§ Text extract
-*-*-

Looking forward to the oral argument at the Supreme Court, it will be worth noticing whether the Justices focus on public forum doctrine under the First Amendment or on state action doctrine or whether the problematical convergence of the two doctrines continues.
In its thorough opinion in Davison v. Randall (& Loudoun County), the Fourth Circuit earlier this month concluded that the interactive component of the Facebook Page of Phyllis Randall, the Chair of Loudoun County, Virginia constituted a public forum and that the Chair engaged in classic viewpoint discrimination violating the First Amendment when she banned a constituent from posting on the page.
The Fourth Circuit's unanimous opinion by Judge James Wynn affirms the opinion by District Judge James Cacheris which we extensively discussed here.
However, for the first time on appeal the government defendants raised the argument that the individual constituent who was temporarily banned, Brian Davison, lacked Article III standing because he did not suffer an injury in fact. Judge Wynn's opinion first found that the plaintiff evinced an intent to engage in the proscribed conduct in the future — here, commenting on Facebook Pages of the government official — which was easily satisfied given that he was "active in local politics." Second, Judge Wynn's opinion found that there continued to be a credible threat of future "enforcement" by the government, especially given past actions and that Randall had not "disavowed" future enforcement.

-*-*-

§ Collected data

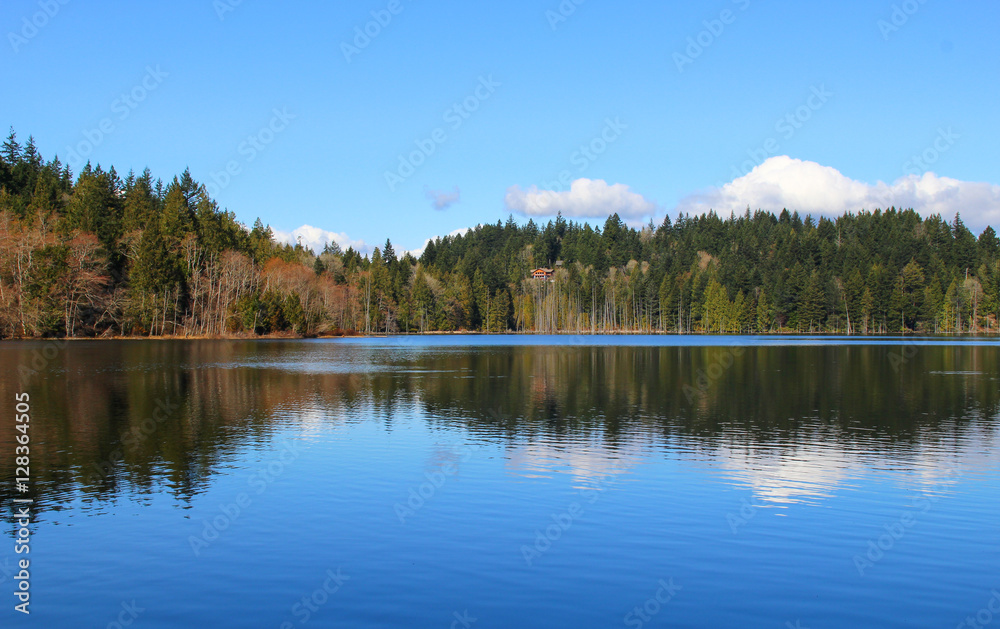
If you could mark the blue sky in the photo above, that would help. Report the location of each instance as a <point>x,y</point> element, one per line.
<point>675,101</point>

-*-*-

§ The request
Please list every individual person named in the text on the Davison v. Randall ruling. The data is not needed for what comes next.

§ Full output
Phyllis Randall
James Wynn
James Cacheris
Brian Davison